**ASSIGNMENT**.
Where in the records does the word "iron" occur? Copy each line in which it does.

*** DATASET RECORDS ***

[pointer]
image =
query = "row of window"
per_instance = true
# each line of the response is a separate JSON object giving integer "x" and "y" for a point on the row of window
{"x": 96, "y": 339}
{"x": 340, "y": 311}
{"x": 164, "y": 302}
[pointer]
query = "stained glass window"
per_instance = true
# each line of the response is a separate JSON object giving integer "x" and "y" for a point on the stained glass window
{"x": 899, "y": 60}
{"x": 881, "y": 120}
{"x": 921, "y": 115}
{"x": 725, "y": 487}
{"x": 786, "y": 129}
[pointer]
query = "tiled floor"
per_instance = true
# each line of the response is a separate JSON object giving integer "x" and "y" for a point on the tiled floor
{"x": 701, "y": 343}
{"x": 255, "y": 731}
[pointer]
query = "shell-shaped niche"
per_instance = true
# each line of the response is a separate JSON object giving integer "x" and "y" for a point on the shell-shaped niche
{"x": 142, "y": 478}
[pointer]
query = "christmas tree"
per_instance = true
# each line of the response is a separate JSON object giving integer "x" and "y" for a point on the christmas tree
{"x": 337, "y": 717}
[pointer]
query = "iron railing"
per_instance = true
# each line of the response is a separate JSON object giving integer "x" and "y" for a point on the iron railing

*** End of DATASET RECORDS ***
*** DATASET RECORDS ***

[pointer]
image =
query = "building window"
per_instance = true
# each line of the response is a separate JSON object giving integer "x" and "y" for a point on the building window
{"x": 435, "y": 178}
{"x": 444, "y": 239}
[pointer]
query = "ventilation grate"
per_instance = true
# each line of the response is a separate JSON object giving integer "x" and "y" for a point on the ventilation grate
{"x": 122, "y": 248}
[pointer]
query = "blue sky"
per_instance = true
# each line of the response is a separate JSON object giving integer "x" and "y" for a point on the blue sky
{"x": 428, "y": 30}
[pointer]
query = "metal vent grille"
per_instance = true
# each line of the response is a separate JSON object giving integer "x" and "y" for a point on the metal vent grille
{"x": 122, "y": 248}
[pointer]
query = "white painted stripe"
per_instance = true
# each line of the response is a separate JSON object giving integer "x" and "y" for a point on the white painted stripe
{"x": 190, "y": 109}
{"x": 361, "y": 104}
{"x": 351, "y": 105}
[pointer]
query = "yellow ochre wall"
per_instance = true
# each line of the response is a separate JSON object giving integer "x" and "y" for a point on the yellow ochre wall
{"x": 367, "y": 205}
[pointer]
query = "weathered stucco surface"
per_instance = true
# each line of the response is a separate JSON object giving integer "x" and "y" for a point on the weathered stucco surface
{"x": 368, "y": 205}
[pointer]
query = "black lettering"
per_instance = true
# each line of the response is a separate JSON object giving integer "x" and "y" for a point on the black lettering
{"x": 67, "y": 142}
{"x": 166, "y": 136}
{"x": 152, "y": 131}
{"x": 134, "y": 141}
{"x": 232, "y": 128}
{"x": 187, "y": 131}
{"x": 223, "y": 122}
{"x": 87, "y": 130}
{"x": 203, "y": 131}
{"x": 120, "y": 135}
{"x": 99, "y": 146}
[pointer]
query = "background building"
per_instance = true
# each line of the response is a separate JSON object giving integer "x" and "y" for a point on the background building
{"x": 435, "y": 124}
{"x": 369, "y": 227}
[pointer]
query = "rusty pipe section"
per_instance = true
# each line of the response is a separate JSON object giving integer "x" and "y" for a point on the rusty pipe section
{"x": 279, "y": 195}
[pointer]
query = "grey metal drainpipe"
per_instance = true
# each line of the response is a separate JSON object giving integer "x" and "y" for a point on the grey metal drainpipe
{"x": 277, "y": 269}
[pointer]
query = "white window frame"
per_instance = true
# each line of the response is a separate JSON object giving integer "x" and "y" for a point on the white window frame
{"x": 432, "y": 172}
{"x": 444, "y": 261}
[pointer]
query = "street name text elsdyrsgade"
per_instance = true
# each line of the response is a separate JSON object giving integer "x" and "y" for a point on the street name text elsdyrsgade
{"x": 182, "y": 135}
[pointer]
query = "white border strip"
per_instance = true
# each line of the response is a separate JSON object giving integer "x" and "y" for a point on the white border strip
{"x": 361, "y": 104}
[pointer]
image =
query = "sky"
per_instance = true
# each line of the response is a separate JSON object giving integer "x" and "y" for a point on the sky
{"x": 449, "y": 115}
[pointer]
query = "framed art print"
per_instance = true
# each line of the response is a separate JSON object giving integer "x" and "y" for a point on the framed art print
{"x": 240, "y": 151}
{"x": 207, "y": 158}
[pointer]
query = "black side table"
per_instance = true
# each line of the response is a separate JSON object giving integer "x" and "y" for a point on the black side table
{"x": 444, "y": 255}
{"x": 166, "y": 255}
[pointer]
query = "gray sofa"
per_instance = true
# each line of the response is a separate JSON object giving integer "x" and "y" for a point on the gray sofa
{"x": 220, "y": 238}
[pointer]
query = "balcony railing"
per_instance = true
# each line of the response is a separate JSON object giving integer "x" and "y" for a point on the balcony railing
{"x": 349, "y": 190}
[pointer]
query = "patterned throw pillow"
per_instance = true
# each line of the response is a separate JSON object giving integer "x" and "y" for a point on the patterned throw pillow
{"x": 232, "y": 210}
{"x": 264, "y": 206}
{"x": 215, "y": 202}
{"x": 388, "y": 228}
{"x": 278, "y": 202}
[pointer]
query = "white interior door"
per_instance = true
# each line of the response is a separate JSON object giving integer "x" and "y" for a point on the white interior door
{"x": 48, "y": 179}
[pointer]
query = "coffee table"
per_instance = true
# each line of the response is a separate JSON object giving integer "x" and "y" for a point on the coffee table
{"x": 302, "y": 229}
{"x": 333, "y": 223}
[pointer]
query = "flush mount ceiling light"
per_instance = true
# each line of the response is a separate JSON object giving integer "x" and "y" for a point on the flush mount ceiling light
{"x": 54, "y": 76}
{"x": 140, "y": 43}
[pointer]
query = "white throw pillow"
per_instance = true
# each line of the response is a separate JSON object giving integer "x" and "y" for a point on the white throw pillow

*** End of DATASET RECORDS ***

**RESULT OF THE EXERCISE**.
query = "iron railing"
# each line of the response is a separate JSON object giving integer "x" and "y" for a point on the iron railing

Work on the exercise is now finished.